§ **THE RECORDS**:
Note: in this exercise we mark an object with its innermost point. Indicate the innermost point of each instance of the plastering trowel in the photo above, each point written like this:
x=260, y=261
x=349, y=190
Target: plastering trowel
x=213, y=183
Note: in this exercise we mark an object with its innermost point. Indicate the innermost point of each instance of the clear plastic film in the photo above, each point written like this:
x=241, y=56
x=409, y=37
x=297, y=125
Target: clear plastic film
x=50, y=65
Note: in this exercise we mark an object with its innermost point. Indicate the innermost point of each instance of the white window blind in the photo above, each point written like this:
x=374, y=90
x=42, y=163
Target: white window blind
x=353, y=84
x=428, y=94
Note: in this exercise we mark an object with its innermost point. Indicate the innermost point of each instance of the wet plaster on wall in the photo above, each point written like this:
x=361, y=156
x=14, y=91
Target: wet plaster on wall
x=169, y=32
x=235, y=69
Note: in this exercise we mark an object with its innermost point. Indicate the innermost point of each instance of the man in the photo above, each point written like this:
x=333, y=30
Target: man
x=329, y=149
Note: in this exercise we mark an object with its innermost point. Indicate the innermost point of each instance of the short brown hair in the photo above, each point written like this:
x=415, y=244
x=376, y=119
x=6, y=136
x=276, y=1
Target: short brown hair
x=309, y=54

§ **GOAL OF THE EXERCISE**: Word for word, return the entire listing above.

§ **SOLUTION FOR THIS TASK**:
Note: in this exercise we mark an object with its innermost point. Indicate the innermost point of each instance of the plastering trowel in the photo above, each point written like this:
x=260, y=261
x=349, y=190
Target: plastering trowel
x=213, y=183
Note: in this exercise we mark an object with its innermost point. Indicate the innermost point of each instance of the clear plastic film in the photo above, each point written like this:
x=241, y=56
x=409, y=37
x=297, y=125
Target: clear plastic film
x=50, y=65
Note: in this exercise we mark an object with its innermost point. Indicate the innermost point of each instance of the white window blind in the photo above, each point written like this:
x=374, y=90
x=42, y=163
Target: white window blind
x=353, y=84
x=428, y=94
Note: in this exercise we mark an object with its innermost point. Indicate the innermost point of each instance of the wet plaster on wall in the photo above, each point written like this:
x=361, y=156
x=14, y=91
Target: wet plaster on wall
x=169, y=32
x=235, y=69
Note: in this exercise we mark an object with its innermost point. Indicate the innermost point of each instance of the man in the photo above, each point written like this:
x=333, y=30
Target: man
x=329, y=149
Note: in this exercise we mark an object with its innermost point. Indicate the innermost point of each instance of the short brown hair in the photo above, each point written like this:
x=415, y=244
x=376, y=119
x=6, y=136
x=276, y=1
Target: short brown hair
x=309, y=54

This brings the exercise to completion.